__Exercise aim__
Rename "long hair" to "short hair" in the lines of material between the lines holding "Check that each instance of the long" and "Target: long hair", inclusive, and write out only those lines with nothing else changed. Leave the pictures out.

__Data records__

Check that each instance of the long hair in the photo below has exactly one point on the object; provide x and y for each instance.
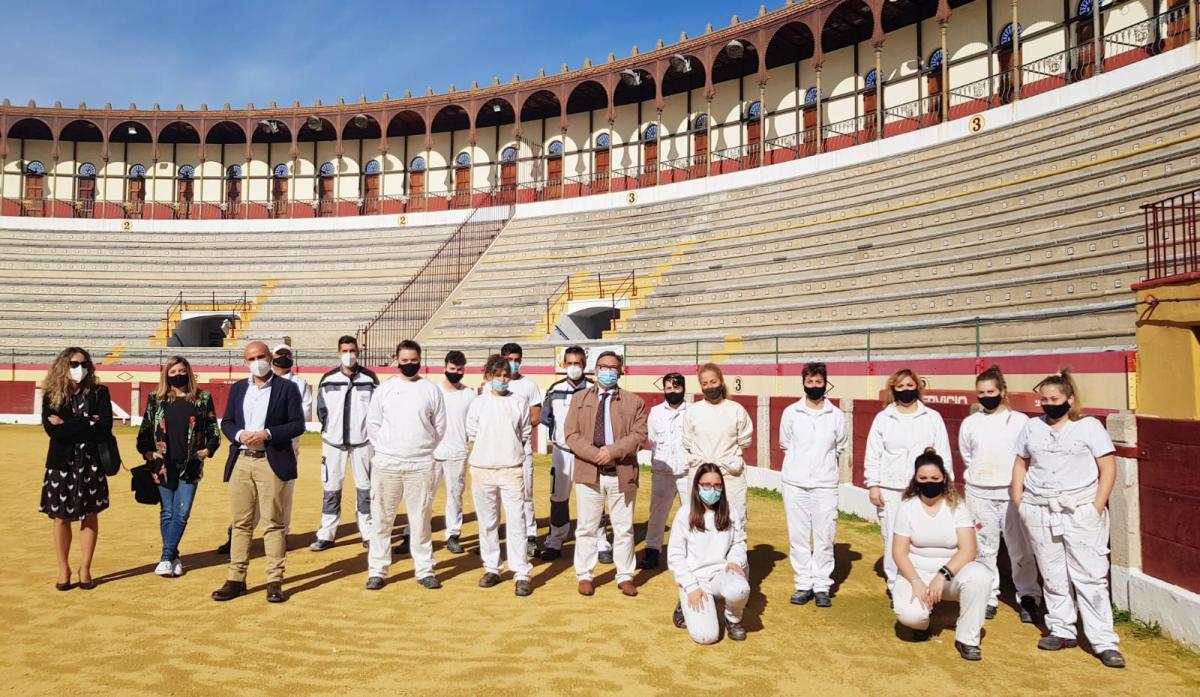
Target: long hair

--

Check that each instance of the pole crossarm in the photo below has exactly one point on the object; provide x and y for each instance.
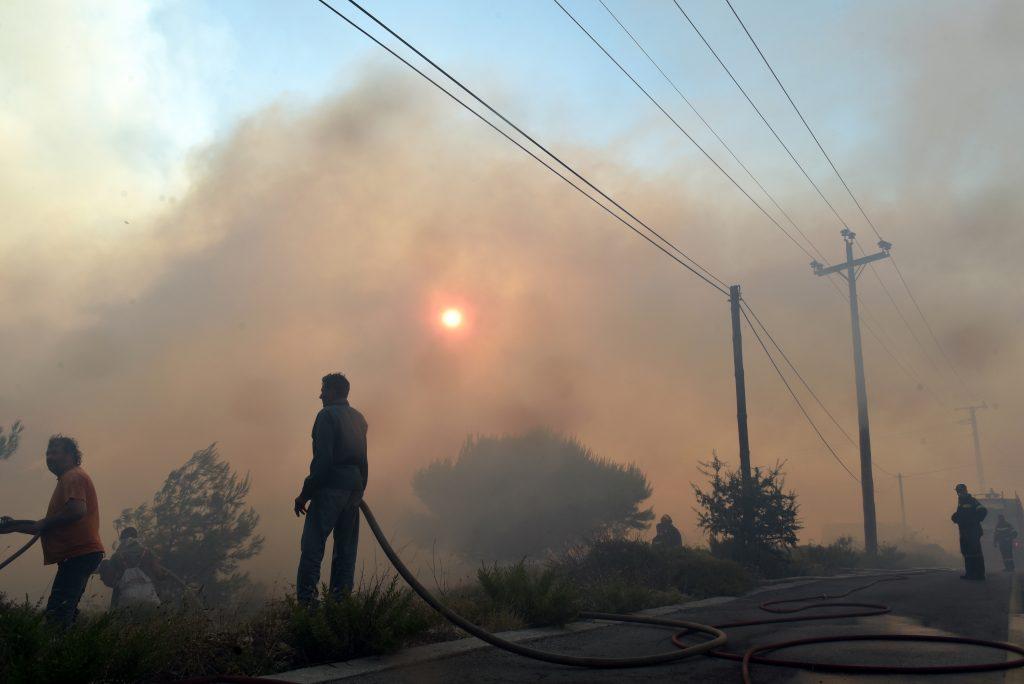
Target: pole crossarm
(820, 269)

__Solution to the exercise__
Check that each instance of the short hair in the photo below has exactly one point on the object; provide x and y for each instance.
Target: short hair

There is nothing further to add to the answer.